Consegna A:
Secondo il brano da leggere, quanto si pagava al mese di affitto a Ferrara?
Consegna B:
Trascrivi senza modifiche il tratto dei record che va dall'inizio fino alla riga contenente "pixel 206 97", entrambe le estremità incluse.

Dal 1973 al 1976 c’è modo anche di sposarsi, «con Maria Teresa, una ragazza di Torino, abbiamo due figlie, Silvia e Laura. Arrivai alla Nazionale di B, coi vari Pruzzo, Ranieri, Del Neri, una bella rivincita. Qualche aspetto meno piacevole venne fuori al terzo anno di Brescia, stava crescendo Beccalossi e Angelillo, l’allenatore, diceva che non potevamo coesistere. Ci provammo e non funzionò. A quel punto Angelillo decise il mio trasferimento e fu un divorzio non troppo morbido, anzi, polemico. Per carità, nulla da dire su Angelillo allenatore, comunque a livello umano si mostrò poco disponibile a darmi spiegazioni. Nel calcio va così, quando bisogna fare delle scelte... Mi escluse dalla rosa e nel novembre del ‘76 mi scambiarono con Aristei e mi toccò la Spal. Chiariamo: Beccalossi era più bravo di me, assolutamente, ero buono anch’io, in B dicevo la mia, Evaristo era già un fuoriclasse a sedici anni».
Metà anni Settanta, un altro mondo, un’altra Italia che archivia definitivamente il periodo post-bellico e si scopre incasinata e vitale, mutata nei costumi e nella mentalità, metropolitana e meno succube della parrocchia. Sensibile alle mode. Per il casting di un suo spaghetti-western, Sergio Leone avrebbe dovuto pescare tra le formazioni dell’epoca: ai Massimo Palanca coi ricci e i baffoni, Antonio Logozzo dai capelli pece, Giorgio Braglia full optional con la chioma spiovente, mustacchi e barba sarebbero stati perfetti. Di facce da mezzosangue messicani, esplosioni pilifere incontrollate, occhi tra il furbo e il patibolare il nostro campionato ne offriva, in abbondanza.
Nel film di Jacolino non si spara, si patisce: «Alla Spal fu un anno maledetto, con una girandola di allenatori e la retrocessione in C. Questa è curiosa: un bel momento sostituirono Guido Capello con Ottavio Bianchi, che così divenne allenatore e giocatore e dopo cinque o sei partite fu esonerato da tutti e due i ruoli. Provarono con Suarez, inutile. Allora la disciplina tattica non era importante, a parte i casi come Viciani, chi aveva i giocatori forti vinceva le partite, si improvvisava. Adesso un buon collettivo permette ottimi campionati. Mi proposero di rimanere, ma con l’ingaggio dimezzato per la retrocessione non ce l’avrei fatta a vivere a Ferrara con moglie e figlia appena nata, era una città cara, pagavo in affitto trecentomila lire al mese, son tanti soldi, e non potevo permettermelo. Tornai a Torino».

Materiale dell'esercizio:
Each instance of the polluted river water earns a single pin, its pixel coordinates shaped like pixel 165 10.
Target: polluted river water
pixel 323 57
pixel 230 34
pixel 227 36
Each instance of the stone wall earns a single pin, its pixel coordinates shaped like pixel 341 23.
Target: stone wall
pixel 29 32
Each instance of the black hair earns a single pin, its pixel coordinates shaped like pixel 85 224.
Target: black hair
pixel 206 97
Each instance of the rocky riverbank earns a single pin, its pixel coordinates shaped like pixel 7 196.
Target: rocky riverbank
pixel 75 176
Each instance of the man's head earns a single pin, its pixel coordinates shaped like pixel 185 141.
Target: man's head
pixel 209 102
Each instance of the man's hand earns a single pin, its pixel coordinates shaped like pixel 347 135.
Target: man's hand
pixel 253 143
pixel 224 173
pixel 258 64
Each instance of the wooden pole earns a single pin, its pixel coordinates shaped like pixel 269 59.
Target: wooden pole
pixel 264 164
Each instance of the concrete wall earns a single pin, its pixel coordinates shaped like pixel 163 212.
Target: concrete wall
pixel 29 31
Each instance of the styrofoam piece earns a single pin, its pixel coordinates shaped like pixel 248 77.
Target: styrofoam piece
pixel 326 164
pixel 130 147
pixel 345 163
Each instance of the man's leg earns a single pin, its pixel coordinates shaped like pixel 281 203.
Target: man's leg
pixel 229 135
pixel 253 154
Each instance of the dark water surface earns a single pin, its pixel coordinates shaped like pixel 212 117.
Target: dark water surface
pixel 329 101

Risultato finale A:
Trecentomila lire al mese.

Risultato finale B:
Each instance of the polluted river water earns a single pin, its pixel coordinates shaped like pixel 165 10.
Target: polluted river water
pixel 323 57
pixel 230 34
pixel 227 36
Each instance of the stone wall earns a single pin, its pixel coordinates shaped like pixel 341 23.
Target: stone wall
pixel 29 32
Each instance of the black hair earns a single pin, its pixel coordinates shaped like pixel 85 224.
Target: black hair
pixel 206 97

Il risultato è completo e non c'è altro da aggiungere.